What is being asked -
Repeat the material below word for word, leaving every line unchanged.

Provided material -
■ ■ ■ ■ ■
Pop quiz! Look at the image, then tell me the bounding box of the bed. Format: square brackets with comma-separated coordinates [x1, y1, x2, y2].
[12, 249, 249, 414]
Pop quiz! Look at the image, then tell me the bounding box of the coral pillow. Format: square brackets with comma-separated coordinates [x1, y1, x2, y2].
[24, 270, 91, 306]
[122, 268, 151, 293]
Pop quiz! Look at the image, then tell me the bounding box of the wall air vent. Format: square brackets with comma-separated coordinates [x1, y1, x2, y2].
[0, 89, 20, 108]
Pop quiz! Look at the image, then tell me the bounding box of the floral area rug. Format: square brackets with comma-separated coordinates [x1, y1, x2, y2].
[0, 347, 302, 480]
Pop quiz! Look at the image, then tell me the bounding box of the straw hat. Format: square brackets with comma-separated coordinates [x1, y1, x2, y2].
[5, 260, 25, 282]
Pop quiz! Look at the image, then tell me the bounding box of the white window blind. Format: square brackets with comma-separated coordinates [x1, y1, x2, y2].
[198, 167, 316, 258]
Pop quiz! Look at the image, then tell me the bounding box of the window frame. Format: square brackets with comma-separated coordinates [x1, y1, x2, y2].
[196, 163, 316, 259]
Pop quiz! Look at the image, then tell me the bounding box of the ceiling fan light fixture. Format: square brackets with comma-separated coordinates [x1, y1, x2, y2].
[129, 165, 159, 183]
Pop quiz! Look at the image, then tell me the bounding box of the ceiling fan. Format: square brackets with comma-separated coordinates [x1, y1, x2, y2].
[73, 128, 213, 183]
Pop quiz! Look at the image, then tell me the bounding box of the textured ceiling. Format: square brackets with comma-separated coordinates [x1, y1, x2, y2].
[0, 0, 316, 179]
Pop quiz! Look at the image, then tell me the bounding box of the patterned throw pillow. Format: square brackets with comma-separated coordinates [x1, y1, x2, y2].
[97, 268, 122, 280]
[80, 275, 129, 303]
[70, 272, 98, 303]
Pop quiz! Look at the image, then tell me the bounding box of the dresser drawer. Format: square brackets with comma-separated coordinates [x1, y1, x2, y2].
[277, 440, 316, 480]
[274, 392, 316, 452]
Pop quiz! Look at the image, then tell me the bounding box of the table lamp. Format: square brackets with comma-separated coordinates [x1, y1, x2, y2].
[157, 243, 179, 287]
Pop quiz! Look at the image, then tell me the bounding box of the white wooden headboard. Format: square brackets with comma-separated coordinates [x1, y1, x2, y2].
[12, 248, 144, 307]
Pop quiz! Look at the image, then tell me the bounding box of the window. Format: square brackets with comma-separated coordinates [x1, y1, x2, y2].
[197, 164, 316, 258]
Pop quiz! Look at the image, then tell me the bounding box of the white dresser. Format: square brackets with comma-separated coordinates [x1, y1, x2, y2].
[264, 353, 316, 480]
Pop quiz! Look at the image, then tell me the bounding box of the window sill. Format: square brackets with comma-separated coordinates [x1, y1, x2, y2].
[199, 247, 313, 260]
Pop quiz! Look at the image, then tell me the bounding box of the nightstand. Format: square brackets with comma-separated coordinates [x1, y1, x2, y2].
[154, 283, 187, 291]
■ ■ ■ ■ ■
Solution to this task -
Pop quiz! Look at the image, then tell me the bounding box of the bed. Format: square brackets with comma-separated coordinates [x1, y1, x2, y2].
[12, 249, 249, 414]
Pop quiz! Look at the image, then tell me the bounding box of the coral pillow. Format: square brackets with comma-separated coordinates [x1, y1, x2, y2].
[24, 270, 91, 306]
[122, 268, 151, 293]
Pop quiz! Look at the image, then tell me the bounding box of the wall air vent. Format: square brackets with comma-separated coordinates [x1, y1, x2, y2].
[0, 89, 20, 108]
Pop quiz! Look at the image, then tell me the bounding box of the floral area rug. Format: square brackets with comma-separated coordinates [x1, y1, x2, y2].
[0, 347, 302, 480]
Pop quiz! Look at the image, then tell me the bounding box of the straw hat. Format: square brackets with comma-separated coordinates [x1, y1, x2, y2].
[5, 260, 25, 282]
Pop quiz! Look at the image, then tell me the bounding box of the white window blind. Format: square brackets with comma-separated coordinates [x1, y1, x2, y2].
[198, 167, 316, 258]
Pop quiz! Look at the image, then tell me the bounding box of the window frame. Format: square brackets with comma-separated coordinates [x1, y1, x2, y2].
[196, 163, 316, 259]
Pop quiz! Look at the image, then tell me the bounding box of the ceiling fan light fixture. Format: square brackets with comma-separated coordinates [x1, y1, x2, y2].
[129, 165, 159, 183]
Pop quiz! Look at the image, then tell me the bounding box of the ceiling fan. Format: square brackets with comma-separated coordinates [x1, y1, x2, y2].
[73, 128, 213, 183]
Pop quiz! Look at the image, then tell me the bounding box of the textured ceiling. Format: square brackets with comma-separated coordinates [x1, y1, x2, y2].
[0, 0, 316, 179]
Pop quiz! Look at the image, then tell me the bounding box of the patterned throw pillow. Format: square brackets with comma-separated coordinates [x1, y1, x2, y2].
[97, 268, 122, 280]
[80, 275, 129, 303]
[70, 272, 98, 303]
Pop quiz! Look at the image, then tell me the bounding box of the dresser drawer. Format: square brackets with comma-separated coordinates [x1, y1, x2, y2].
[277, 440, 316, 480]
[274, 392, 316, 452]
Pop quiz! Look at the image, then tell me the bounding box of the table lamp. Format: square brackets with comma-separated coordinates [x1, y1, x2, y2].
[157, 243, 179, 287]
Pop quiz! Look at the image, then tell me the bounding box of the white wooden headboard. Format: square brackets with comma-separated coordinates [x1, y1, x2, y2].
[12, 248, 144, 307]
Pop quiz! Look at the image, then tell me the bounding box of the window. Format: square brackets with comma-separated coordinates [x1, y1, x2, y2].
[197, 164, 316, 258]
Pop quiz! Look at the image, then tell me the bounding box of the white dresser. Format: square brackets with comma-separated coordinates [x1, y1, x2, y2].
[264, 353, 316, 480]
Pop quiz! Look at the image, then tell me the bounding box of the window sill. Format: square brackets with comma-separated coordinates [x1, y1, x2, y2].
[199, 247, 313, 260]
Pop quiz! Look at the image, then tell me the bounding box of the nightstand. Format: square brackets with comma-separated coordinates [x1, y1, x2, y2].
[154, 283, 187, 291]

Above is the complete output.